Your goal
Convert the records from the line with "Detection target: house wall" up to and including the line with "left=13, top=23, right=97, bottom=98" into a two-column CSV with the headers input and output. Give one row per record, with its text and its answer each in a single quoted field and line breaks replaced by spaces.
-- Start of Records --
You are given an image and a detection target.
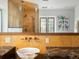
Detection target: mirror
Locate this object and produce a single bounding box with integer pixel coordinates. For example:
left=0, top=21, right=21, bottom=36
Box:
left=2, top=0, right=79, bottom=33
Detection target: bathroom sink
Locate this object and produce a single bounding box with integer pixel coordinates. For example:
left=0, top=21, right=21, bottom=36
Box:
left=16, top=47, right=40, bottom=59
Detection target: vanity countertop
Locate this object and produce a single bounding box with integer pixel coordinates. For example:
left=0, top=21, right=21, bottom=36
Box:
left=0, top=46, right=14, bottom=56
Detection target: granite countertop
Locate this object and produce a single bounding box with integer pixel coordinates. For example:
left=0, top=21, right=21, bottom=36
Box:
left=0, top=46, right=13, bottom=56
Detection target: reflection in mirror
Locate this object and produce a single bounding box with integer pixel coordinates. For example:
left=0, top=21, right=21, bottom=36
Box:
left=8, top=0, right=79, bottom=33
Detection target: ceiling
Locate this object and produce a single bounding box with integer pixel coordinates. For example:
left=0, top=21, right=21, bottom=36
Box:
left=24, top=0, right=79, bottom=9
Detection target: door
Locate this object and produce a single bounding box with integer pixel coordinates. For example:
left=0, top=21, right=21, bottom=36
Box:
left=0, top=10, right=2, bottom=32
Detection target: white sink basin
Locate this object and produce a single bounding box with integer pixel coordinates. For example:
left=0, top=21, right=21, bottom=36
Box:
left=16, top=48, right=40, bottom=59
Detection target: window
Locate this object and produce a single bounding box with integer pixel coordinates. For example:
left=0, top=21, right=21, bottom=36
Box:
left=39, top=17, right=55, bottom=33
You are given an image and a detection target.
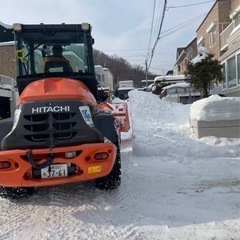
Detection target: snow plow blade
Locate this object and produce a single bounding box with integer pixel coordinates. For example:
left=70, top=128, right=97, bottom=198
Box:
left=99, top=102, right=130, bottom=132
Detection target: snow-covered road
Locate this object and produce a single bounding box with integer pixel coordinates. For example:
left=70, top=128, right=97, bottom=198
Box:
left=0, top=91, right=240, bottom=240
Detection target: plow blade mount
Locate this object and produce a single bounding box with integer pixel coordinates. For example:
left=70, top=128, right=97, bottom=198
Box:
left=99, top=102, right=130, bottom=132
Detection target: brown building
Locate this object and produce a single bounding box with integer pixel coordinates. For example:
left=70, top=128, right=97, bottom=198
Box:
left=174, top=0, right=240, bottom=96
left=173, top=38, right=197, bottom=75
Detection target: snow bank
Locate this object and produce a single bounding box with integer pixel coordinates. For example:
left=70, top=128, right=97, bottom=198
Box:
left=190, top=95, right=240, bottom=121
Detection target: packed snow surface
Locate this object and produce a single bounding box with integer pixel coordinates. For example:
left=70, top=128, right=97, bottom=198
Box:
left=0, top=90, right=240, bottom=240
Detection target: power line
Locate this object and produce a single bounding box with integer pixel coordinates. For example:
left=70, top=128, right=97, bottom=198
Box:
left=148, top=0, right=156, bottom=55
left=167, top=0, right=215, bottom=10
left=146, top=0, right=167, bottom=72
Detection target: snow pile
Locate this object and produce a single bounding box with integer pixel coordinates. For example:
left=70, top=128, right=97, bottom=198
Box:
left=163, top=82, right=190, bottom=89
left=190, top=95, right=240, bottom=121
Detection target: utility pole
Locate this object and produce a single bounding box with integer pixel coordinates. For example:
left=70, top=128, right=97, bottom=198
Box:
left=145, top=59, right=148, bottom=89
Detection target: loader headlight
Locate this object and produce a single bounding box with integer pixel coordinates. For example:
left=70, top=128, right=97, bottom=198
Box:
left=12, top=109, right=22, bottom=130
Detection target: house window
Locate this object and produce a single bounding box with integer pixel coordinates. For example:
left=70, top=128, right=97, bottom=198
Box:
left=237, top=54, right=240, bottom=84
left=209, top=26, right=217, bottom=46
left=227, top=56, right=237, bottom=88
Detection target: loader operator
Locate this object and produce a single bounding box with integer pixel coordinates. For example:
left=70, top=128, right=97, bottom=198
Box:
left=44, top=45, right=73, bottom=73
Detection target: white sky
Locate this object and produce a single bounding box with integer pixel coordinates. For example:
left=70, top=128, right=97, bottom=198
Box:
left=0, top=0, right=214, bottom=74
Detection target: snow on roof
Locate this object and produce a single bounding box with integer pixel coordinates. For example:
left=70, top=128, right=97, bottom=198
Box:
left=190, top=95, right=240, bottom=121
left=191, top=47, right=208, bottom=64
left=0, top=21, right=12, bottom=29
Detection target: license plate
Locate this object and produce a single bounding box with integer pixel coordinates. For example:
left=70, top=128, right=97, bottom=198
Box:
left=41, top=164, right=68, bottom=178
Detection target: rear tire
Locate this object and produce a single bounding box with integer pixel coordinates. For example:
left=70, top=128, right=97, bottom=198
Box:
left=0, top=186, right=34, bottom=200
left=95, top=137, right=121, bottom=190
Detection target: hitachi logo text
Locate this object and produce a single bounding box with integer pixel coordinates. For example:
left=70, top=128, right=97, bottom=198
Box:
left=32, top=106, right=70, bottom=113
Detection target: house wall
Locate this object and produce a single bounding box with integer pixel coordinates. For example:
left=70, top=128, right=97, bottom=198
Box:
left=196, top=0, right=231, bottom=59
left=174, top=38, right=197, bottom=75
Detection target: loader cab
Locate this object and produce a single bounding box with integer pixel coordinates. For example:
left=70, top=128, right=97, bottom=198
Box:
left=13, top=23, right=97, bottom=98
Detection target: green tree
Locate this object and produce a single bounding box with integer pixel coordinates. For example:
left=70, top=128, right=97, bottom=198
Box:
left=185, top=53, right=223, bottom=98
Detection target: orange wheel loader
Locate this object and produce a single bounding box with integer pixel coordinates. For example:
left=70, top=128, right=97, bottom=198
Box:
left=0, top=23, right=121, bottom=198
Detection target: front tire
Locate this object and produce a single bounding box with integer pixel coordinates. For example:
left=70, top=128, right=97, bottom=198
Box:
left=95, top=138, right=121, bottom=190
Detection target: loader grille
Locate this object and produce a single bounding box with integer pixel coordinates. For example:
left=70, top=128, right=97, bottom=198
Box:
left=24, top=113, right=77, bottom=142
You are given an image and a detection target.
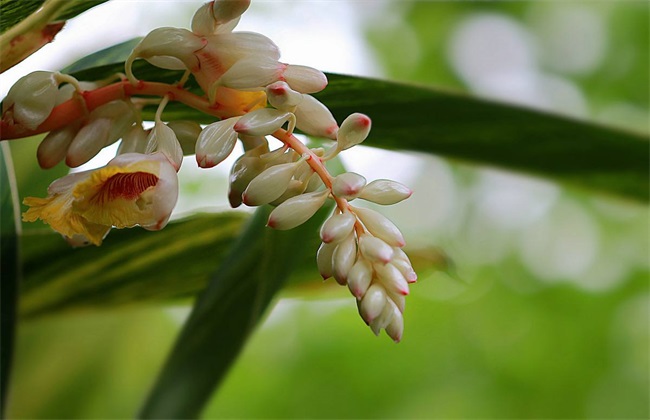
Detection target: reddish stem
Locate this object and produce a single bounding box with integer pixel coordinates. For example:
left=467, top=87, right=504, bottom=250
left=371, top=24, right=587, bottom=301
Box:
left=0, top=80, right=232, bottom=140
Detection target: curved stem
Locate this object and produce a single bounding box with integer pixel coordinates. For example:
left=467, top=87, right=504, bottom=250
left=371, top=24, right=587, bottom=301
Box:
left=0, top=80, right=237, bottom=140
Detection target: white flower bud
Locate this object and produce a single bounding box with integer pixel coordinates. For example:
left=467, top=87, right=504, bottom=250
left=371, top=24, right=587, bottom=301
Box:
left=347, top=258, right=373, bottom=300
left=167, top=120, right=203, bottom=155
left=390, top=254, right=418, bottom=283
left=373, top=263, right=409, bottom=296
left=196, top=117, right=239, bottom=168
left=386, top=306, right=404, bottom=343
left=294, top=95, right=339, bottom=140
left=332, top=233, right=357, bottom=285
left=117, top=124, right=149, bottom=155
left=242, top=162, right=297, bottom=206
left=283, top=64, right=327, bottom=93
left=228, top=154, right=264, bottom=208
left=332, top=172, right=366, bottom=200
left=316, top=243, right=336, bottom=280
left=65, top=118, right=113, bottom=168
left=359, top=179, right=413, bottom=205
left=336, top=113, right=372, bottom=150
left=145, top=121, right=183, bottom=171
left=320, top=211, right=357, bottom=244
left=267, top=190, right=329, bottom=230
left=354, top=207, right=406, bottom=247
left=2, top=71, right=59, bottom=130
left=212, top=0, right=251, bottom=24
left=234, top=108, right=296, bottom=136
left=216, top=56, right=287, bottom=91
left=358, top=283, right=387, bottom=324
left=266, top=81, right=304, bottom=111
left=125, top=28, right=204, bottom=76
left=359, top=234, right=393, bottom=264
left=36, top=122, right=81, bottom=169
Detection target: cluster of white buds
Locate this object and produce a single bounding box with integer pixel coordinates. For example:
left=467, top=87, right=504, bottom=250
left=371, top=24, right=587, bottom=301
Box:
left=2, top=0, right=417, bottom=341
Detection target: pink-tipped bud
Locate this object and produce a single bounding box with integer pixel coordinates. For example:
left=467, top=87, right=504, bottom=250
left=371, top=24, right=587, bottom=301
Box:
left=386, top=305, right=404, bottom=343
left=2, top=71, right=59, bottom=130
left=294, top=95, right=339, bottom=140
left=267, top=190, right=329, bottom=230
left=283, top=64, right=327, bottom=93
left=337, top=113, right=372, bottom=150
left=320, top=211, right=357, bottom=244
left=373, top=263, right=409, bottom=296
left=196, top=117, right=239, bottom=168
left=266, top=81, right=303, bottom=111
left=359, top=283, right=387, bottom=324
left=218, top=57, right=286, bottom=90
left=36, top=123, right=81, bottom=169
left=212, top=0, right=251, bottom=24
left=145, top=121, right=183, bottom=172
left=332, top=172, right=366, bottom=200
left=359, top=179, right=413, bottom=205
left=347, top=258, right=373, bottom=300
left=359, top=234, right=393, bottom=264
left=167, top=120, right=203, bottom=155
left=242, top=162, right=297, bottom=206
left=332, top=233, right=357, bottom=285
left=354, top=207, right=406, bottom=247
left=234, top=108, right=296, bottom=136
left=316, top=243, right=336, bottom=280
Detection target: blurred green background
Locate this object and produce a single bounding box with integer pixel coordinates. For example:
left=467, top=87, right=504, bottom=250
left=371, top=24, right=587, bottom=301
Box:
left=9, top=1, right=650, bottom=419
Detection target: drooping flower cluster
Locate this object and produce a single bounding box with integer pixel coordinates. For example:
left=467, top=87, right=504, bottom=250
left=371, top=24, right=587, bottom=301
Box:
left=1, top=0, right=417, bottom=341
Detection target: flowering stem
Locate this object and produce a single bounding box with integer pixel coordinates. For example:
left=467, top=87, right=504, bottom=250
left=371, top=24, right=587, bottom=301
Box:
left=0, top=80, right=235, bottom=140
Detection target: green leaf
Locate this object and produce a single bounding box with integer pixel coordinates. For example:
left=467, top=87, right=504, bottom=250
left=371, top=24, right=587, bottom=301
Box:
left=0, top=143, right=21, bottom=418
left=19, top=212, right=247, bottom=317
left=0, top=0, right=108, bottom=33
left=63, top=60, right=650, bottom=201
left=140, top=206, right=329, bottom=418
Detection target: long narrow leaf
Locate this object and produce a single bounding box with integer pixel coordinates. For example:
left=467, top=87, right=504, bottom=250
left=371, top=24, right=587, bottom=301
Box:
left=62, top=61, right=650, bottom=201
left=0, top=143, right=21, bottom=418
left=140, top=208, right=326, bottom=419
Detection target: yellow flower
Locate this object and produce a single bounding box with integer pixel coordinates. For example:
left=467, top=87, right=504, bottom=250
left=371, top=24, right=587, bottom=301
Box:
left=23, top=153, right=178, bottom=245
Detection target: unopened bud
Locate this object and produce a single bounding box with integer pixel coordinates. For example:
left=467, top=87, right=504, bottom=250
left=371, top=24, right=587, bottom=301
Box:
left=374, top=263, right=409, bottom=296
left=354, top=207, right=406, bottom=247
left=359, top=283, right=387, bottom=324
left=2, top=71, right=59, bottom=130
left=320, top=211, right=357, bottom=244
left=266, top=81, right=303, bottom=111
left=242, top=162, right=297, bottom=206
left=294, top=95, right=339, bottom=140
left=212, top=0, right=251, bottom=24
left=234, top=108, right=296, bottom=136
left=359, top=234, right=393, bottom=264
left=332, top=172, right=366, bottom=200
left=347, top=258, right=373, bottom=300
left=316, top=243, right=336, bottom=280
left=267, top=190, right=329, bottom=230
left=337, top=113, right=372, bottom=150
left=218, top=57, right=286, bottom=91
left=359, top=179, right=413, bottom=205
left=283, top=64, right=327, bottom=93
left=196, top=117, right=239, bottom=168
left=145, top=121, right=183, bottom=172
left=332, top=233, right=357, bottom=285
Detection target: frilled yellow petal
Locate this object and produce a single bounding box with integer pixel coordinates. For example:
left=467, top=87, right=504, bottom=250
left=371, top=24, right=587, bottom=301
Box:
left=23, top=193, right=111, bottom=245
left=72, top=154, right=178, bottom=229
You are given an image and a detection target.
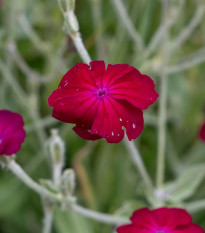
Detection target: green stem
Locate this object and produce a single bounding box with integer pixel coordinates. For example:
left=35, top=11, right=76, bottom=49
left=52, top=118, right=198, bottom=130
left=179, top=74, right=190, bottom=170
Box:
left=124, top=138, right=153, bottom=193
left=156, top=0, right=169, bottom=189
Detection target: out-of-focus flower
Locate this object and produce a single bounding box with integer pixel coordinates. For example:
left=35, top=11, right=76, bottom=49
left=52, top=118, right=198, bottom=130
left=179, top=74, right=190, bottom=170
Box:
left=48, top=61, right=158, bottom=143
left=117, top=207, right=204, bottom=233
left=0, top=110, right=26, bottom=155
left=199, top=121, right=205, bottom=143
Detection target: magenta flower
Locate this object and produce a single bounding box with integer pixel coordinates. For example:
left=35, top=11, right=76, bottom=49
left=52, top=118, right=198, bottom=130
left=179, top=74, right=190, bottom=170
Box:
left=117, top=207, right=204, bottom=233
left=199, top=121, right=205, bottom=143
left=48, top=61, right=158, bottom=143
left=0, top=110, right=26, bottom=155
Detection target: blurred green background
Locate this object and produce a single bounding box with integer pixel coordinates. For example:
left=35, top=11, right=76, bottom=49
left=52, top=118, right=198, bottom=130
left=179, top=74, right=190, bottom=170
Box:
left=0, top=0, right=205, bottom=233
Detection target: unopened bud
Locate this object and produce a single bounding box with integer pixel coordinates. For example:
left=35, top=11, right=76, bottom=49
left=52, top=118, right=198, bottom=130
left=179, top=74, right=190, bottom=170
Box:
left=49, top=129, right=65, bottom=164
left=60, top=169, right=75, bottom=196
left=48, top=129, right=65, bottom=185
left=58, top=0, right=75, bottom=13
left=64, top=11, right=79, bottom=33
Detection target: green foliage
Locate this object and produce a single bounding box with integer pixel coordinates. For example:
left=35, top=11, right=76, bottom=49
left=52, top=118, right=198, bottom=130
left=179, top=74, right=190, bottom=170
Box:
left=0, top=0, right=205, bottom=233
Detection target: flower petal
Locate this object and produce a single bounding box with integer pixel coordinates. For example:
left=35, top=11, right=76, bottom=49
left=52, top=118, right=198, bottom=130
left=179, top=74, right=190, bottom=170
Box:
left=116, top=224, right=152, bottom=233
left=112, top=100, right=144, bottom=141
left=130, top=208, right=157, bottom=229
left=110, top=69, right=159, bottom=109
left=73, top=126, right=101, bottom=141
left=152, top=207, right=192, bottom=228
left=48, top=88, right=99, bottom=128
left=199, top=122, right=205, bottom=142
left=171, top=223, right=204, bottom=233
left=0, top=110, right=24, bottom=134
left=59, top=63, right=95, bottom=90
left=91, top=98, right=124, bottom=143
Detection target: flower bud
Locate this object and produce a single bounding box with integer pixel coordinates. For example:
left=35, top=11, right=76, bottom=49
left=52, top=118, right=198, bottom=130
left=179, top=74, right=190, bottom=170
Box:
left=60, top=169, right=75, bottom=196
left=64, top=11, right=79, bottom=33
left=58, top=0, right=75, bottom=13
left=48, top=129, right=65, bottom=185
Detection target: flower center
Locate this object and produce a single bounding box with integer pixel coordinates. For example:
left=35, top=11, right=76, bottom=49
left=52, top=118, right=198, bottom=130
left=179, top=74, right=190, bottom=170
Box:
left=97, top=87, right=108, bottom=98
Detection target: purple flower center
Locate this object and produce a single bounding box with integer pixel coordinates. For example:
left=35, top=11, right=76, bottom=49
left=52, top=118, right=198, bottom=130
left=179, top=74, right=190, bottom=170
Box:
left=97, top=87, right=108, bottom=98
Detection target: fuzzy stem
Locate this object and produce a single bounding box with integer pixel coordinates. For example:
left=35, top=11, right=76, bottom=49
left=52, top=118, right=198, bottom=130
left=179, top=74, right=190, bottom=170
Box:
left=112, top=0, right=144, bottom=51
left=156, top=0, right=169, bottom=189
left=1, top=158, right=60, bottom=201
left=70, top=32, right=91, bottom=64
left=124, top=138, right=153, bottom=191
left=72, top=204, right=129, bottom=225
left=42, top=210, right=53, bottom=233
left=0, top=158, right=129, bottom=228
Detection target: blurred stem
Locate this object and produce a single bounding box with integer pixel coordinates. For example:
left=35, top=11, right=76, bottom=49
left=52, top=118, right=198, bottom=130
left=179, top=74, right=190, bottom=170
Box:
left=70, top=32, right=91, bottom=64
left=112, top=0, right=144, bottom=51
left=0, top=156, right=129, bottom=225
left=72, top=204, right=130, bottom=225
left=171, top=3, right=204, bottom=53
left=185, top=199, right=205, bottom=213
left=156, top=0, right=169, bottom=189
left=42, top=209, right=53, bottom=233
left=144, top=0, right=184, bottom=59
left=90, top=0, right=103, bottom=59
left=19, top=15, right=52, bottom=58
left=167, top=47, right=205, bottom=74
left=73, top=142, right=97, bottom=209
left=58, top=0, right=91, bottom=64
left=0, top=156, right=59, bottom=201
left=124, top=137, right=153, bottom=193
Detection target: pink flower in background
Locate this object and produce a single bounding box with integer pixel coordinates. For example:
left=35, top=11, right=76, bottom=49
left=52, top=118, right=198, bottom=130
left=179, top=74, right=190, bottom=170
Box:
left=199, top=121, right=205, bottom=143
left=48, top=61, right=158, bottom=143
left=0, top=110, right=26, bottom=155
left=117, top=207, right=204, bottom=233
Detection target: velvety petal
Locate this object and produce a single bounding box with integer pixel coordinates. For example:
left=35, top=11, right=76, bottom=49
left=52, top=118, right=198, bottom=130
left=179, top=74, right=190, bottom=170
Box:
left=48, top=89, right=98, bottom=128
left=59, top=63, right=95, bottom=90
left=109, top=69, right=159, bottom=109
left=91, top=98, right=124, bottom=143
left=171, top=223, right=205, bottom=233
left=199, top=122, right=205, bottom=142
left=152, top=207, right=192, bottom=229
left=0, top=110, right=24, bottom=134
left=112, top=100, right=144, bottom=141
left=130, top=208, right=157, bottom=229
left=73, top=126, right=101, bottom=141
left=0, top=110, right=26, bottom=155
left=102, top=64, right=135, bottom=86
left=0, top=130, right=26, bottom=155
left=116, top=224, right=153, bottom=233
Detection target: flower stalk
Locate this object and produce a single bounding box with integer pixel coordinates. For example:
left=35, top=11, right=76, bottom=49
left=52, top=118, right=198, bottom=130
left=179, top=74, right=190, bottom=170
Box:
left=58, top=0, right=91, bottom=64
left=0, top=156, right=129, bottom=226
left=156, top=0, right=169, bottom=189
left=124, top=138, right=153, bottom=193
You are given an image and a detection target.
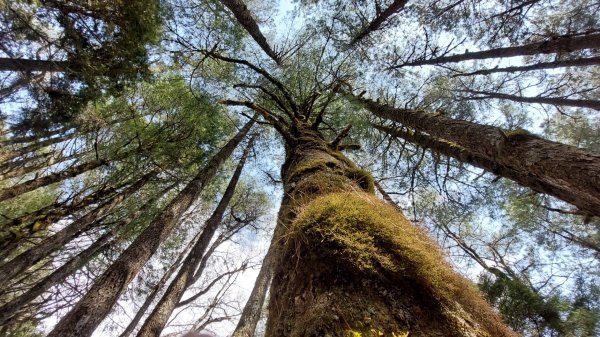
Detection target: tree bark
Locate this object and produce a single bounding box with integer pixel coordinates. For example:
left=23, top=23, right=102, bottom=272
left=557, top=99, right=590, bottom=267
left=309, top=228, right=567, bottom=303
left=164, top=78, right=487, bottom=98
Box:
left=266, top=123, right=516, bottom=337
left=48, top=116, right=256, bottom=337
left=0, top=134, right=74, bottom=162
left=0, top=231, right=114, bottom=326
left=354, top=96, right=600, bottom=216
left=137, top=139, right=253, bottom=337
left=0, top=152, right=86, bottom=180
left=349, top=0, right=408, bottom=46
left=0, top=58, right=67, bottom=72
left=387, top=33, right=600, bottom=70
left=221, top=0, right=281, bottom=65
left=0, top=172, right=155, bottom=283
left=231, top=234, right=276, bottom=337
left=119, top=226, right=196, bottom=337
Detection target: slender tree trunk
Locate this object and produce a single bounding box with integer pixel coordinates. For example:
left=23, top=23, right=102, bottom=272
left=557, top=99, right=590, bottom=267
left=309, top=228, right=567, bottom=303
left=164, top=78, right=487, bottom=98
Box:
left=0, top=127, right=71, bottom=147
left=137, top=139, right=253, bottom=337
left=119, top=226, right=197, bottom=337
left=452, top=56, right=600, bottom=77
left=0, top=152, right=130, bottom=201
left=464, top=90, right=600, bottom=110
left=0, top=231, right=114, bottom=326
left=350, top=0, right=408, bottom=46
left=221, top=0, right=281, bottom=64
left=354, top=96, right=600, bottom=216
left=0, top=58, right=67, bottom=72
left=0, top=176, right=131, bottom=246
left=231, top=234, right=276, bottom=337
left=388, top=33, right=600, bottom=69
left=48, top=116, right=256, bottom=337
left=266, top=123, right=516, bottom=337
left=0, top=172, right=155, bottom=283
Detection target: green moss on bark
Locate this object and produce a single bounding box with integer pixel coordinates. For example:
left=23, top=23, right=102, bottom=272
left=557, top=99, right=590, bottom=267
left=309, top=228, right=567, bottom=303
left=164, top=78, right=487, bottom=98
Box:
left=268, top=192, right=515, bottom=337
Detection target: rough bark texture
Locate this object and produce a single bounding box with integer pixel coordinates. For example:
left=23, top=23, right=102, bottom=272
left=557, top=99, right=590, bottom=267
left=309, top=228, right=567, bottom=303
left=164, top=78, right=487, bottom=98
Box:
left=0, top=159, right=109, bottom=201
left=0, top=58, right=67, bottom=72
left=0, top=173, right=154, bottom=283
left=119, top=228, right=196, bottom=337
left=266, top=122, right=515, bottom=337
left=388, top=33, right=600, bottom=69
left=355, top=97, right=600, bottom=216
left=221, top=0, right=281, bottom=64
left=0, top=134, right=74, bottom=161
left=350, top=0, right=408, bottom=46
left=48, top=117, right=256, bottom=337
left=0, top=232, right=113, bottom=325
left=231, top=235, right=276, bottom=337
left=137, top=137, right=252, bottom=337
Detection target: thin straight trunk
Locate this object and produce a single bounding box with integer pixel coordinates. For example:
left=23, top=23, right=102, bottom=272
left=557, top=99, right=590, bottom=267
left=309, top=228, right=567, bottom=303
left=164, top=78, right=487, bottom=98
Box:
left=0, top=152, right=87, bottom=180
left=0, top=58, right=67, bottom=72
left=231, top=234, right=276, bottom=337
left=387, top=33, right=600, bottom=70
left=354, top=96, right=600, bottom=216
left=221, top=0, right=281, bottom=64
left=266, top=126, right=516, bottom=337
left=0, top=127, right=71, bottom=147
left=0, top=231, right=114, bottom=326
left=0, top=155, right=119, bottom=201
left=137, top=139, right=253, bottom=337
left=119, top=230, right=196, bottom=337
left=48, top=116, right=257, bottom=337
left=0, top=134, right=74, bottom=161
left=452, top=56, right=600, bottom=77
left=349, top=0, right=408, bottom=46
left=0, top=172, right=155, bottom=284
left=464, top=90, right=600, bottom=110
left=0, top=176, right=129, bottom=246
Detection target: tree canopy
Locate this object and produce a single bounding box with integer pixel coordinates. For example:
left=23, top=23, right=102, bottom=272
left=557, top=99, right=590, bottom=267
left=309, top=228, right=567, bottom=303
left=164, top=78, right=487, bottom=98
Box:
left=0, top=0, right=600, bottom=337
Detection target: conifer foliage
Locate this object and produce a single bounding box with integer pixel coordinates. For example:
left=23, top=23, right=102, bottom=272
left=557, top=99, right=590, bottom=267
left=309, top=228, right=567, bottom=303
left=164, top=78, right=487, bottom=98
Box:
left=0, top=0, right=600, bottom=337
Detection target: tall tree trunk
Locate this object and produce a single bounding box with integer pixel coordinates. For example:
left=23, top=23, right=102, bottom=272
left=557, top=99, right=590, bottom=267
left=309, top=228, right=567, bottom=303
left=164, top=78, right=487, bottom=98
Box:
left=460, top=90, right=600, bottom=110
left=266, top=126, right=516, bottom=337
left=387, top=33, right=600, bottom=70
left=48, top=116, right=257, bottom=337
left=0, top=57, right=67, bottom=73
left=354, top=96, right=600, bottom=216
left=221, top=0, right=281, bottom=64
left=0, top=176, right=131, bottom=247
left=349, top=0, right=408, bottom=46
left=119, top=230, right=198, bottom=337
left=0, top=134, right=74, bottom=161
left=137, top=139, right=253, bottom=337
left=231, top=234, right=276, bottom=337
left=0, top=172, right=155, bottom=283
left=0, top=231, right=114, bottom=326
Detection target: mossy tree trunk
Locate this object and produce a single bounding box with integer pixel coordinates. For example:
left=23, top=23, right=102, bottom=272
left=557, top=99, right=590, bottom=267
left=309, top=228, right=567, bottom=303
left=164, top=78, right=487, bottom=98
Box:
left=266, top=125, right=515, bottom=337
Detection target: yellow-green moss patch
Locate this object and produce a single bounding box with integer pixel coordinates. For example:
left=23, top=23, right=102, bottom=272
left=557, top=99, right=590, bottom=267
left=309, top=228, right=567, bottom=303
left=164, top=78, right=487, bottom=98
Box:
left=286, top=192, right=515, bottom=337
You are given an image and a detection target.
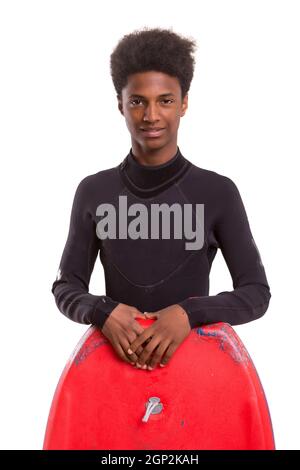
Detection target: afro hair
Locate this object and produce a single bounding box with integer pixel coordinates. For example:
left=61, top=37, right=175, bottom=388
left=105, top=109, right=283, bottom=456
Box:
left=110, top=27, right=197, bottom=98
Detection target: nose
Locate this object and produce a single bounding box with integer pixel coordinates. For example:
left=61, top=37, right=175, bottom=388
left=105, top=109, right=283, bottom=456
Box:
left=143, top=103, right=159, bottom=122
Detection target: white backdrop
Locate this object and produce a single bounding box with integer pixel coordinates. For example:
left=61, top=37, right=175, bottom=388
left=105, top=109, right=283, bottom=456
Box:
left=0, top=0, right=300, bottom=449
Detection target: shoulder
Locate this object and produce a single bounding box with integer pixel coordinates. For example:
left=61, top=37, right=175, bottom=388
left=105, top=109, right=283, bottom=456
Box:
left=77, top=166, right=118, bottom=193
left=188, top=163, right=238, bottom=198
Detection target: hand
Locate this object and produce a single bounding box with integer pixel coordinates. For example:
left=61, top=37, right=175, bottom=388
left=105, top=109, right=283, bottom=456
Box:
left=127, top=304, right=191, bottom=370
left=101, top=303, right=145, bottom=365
-- End of Records --
Result for this task
input,output
"Detection target: house wall Locate this object and produce a single bounding box with integer pixel coordinates. For example: left=70, top=128, right=97, bottom=198 Box:","left=196, top=0, right=231, bottom=59 left=174, top=38, right=197, bottom=75"
"Detection target: loader cab Locate this object and produce a single bounding box with integer pixel coordinates. For example: left=70, top=128, right=97, bottom=198 Box:","left=13, top=23, right=97, bottom=98"